-- Start of Records for this task --

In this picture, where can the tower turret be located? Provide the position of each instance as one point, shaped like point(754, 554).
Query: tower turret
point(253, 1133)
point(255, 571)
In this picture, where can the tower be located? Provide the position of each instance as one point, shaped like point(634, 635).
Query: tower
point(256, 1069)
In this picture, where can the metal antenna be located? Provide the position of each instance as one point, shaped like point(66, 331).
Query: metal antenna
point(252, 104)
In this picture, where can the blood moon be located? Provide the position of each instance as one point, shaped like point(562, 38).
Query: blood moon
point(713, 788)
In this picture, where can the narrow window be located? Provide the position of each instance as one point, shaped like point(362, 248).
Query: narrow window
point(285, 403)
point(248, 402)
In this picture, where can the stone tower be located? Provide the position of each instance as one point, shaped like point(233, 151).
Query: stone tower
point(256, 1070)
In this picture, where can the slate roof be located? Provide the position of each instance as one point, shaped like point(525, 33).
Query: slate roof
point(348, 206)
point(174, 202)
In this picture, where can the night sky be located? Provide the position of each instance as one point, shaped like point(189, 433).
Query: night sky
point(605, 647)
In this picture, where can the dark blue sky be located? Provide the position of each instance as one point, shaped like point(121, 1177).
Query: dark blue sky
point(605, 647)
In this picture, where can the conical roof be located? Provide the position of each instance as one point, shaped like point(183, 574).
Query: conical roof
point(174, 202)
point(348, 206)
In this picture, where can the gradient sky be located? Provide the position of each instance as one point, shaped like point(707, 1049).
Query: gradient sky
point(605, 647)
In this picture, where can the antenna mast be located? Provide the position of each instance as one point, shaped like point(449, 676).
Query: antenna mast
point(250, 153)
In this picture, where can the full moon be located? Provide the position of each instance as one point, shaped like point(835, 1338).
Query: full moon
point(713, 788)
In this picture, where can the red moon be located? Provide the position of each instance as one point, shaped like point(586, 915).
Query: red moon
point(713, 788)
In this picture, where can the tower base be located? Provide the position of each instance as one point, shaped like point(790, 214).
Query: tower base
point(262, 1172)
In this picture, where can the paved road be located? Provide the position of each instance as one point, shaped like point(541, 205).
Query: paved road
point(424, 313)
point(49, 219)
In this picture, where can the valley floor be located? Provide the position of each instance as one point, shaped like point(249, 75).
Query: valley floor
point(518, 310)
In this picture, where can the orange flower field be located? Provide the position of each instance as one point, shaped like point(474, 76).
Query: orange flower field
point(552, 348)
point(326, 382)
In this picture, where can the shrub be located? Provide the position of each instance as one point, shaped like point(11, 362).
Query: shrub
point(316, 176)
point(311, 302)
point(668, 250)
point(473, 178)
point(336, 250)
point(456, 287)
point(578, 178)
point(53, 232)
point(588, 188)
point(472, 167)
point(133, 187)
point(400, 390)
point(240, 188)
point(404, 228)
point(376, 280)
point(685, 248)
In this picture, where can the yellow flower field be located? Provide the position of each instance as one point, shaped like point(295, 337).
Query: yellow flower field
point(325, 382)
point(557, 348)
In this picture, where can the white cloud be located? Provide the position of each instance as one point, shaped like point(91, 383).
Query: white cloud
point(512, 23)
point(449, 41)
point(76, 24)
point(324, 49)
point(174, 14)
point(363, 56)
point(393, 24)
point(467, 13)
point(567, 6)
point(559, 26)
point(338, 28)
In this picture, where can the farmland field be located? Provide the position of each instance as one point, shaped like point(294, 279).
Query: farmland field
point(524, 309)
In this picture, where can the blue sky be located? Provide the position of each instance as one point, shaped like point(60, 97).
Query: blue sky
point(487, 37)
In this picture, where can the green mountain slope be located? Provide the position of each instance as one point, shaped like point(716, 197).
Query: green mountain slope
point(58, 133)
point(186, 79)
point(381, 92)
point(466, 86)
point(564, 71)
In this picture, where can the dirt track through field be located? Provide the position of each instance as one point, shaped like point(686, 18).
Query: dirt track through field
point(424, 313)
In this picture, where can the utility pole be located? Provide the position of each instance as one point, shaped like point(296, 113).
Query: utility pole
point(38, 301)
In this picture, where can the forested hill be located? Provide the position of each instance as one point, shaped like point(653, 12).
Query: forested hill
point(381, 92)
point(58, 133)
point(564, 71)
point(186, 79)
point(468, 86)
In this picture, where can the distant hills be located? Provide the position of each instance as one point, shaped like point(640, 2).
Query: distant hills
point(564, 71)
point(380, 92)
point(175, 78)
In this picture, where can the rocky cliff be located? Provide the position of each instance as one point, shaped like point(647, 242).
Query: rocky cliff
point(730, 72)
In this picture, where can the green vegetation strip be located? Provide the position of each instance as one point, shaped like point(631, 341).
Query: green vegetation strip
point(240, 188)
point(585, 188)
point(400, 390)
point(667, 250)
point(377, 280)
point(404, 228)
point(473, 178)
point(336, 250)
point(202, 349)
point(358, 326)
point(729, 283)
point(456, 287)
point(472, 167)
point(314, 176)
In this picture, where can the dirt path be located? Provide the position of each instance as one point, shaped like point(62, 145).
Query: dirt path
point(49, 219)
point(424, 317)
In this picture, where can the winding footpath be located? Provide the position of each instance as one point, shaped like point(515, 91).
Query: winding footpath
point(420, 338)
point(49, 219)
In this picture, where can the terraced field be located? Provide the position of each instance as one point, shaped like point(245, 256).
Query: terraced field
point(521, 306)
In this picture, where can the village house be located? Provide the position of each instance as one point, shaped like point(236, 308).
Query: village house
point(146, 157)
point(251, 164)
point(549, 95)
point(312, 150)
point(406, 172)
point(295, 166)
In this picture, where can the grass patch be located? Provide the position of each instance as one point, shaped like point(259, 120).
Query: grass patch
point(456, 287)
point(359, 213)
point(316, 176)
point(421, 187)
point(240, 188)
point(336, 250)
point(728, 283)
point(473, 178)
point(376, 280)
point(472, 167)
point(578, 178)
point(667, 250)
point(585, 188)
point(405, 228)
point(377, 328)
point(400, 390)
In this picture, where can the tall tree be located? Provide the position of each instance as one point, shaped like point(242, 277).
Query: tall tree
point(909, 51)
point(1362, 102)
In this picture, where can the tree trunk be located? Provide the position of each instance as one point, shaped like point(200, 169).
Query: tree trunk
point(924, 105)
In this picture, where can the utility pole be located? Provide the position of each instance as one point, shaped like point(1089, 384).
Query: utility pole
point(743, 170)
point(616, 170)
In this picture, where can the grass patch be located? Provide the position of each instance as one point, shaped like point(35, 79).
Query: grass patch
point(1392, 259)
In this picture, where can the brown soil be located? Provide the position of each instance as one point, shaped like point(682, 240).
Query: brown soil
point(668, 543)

-- End of Records for this task --

**What is required**
The full set of records should be duplicated exactly.

**Solved problem**
In this picture, where can the tower turret be located? Provide the position of each instance as one point, shaped like point(754, 554).
Query: tower turret
point(253, 1133)
point(255, 571)
In this picture, where can the tower be located? Provide the position of each instance as one point, shaped like point(634, 635).
Query: tower
point(256, 1069)
In this picture, where can the metal antenna be located? Provide the position of each instance as one point, shaped like point(66, 331).
Query: metal antenna
point(252, 104)
In this picture, where can the blood moon be located? Provide the position of each instance as one point, shaped like point(562, 38).
Query: blood moon
point(713, 788)
In this picture, where can the narrow window be located? Provide the position of each instance as one point, shaped like point(362, 248).
Query: narrow window
point(285, 403)
point(248, 402)
In this picture, where can the stone tower be located? Provide the position of each instance as one point, shaped like point(233, 151).
Query: stone tower
point(256, 1070)
In this picture, where can the slate roof be located? Provide the position of each instance as one point, shaped like point(525, 33).
Query: slate roof
point(348, 206)
point(174, 202)
In this picture, where can the night sky be located? Provide the position of each instance as one point, shaped like point(189, 433).
Query: night sky
point(605, 647)
In this picture, where can the dark blue sky be located? Provide the position of each instance as one point, shaped like point(121, 1177).
Query: dark blue sky
point(605, 647)
In this picture, where can the conical roof be located? Provide the position of each instance as one point, shaped like point(183, 574).
Query: conical roof
point(174, 202)
point(348, 206)
In this picture, where can the gradient sky be located? Provide the position of each instance as one point, shaped like point(707, 1049).
Query: gradient sky
point(605, 647)
In this picture, where can the antenna mast be located? Provide the position of each instance as one point, shaped like point(449, 676).
Query: antenna mast
point(250, 153)
In this picture, where can the full moon be located? Provide the position of each instance as one point, shaped like point(835, 1338).
Query: full moon
point(713, 788)
In this picture, where can the red moon be located? Provide the position of each instance as one point, shaped like point(586, 915).
Query: red moon
point(713, 788)
In this picture, where can the tower base be located? Provide the position of each instance as one point, shaped like point(790, 214).
Query: tower base
point(262, 1172)
In this picture, where can the paved road be located? Provide the position of each instance as one point, shaped like point(541, 205).
Query: paved road
point(424, 313)
point(49, 219)
In this picture, where can the valley floor be located? Provide the position of each instance as one point, shaped like point(249, 75).
Query: valley floor
point(518, 310)
In this picture, where can the orange flower field be located? Provide the position of each instance as one point, shaped like point(474, 76).
Query: orange flower field
point(552, 348)
point(326, 382)
In this picture, where can the shrub be located? Provide the position of each instance as one point, shaped like point(11, 362).
Query: shrub
point(316, 176)
point(311, 302)
point(668, 250)
point(473, 178)
point(336, 250)
point(456, 287)
point(578, 178)
point(53, 232)
point(588, 188)
point(472, 167)
point(133, 187)
point(400, 390)
point(240, 188)
point(404, 228)
point(376, 280)
point(685, 248)
In this picture, where can the yellow flower field be located? Provide the position of each instance as one point, shaped like point(295, 337).
Query: yellow flower field
point(325, 382)
point(557, 348)
In this picture, where can the white cloud be located? Provide the position of each instance as one point, shaped like point(91, 383).
Query: white cloud
point(512, 23)
point(449, 41)
point(76, 24)
point(324, 49)
point(174, 14)
point(363, 56)
point(393, 24)
point(467, 13)
point(567, 6)
point(559, 26)
point(338, 28)
In this picture, where can the farmland field be located? Provide the position of each instance as one point, shaped like point(294, 279).
Query: farmland field
point(524, 309)
In this picture, where can the blue sky be located? Provide the position of each instance as one point, shaped like point(60, 97).
Query: blue sky
point(487, 37)
In this picture, where can the green mountain slope be located? Provide the position of each instance as one point, shaped like point(716, 197).
Query: green mountain slope
point(58, 133)
point(186, 79)
point(381, 92)
point(466, 86)
point(564, 71)
In this picture, where can the dirt track through field be located? Provide the position of each instance as one point, shaped like point(686, 18).
Query: dirt track through field
point(424, 313)
In this picture, where can the utility pole be located? Provide the position of each instance as one point, shaped like point(296, 113).
Query: utility pole
point(38, 301)
In this picture, where can the forested hill be located? Provide the position of each instance as one point, shaped like point(653, 12).
Query: forested hill
point(381, 92)
point(58, 133)
point(564, 71)
point(186, 79)
point(468, 86)
In this picture, where can the distant hills be located? Provide the position of each instance as one point, shaped like point(640, 2).
Query: distant hills
point(564, 71)
point(380, 92)
point(175, 78)
In this picture, where can the rocky cliff be located? Provide the position of each instance as one point, shaped like point(647, 242).
Query: rocky cliff
point(730, 72)
In this picture, where can the green vegetation strip be located? Provide the position of each instance as one point, shaped like point(631, 341).
Query: green vegetation strip
point(240, 188)
point(585, 188)
point(400, 390)
point(667, 250)
point(377, 280)
point(404, 228)
point(473, 178)
point(336, 250)
point(202, 349)
point(358, 326)
point(729, 283)
point(456, 287)
point(472, 167)
point(314, 176)
In this picture, where can the dirt path be located? Provide the position of each instance as one point, shaped like point(62, 145).
Query: dirt path
point(49, 219)
point(424, 317)
In this picture, where can the winding footpath be located? Provide the position of each instance as one point, shaped like point(515, 91).
Query: winding footpath
point(420, 338)
point(49, 219)
In this picture, where can the terraced field be located? Provide the position of each instance as one point, shaped like point(245, 256).
Query: terraced field
point(521, 306)
In this picture, where can the village house be located? Provide the position of each instance as one point, shaped like point(236, 308).
Query: village house
point(146, 157)
point(251, 164)
point(549, 95)
point(312, 150)
point(406, 172)
point(295, 166)
In this picture, where can the grass patch be located? Provide the position of each instance as one point, shaped like point(259, 120).
Query: grass patch
point(456, 287)
point(359, 213)
point(316, 176)
point(421, 187)
point(240, 188)
point(336, 250)
point(728, 283)
point(473, 178)
point(376, 280)
point(472, 167)
point(578, 178)
point(667, 250)
point(585, 188)
point(405, 228)
point(377, 328)
point(400, 390)
In this picture, where can the tall tree be located? Provide the position of each instance as one point, shaped like point(242, 277).
Query: tall tree
point(909, 51)
point(1362, 102)
In this picture, where can the tree trunk be located? Provide the position of each instance as one point, shaped like point(200, 169).
Query: tree trunk
point(924, 105)
In this picture, where can the utility pole be located? Provide the position of each instance as one point, shaped like point(1089, 384).
Query: utility pole
point(743, 170)
point(616, 170)
In this picture, where can the grass patch be located? Provide the position of each instance as one point, shaped like point(35, 79).
Query: grass patch
point(1392, 259)
In this picture, where can the brown soil be located? Provide the position of each instance as one point, shaped like point(682, 240).
Query: brown soil
point(668, 543)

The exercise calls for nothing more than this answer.